**Short task:** Add 53 to each x and y value in the answer coordinates of the listing below, then write the whole listing out again with the requests included. Leave the sample coordinates unchanged.

**Data records:**

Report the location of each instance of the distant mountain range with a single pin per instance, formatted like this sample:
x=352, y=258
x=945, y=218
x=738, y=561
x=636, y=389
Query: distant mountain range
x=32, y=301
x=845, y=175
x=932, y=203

**Exercise output:**
Report the location of each instance of the distant mountain range with a single pin per instance, formatted like this sample:
x=352, y=258
x=945, y=218
x=738, y=561
x=636, y=389
Query: distant mountain range
x=85, y=354
x=898, y=228
x=985, y=256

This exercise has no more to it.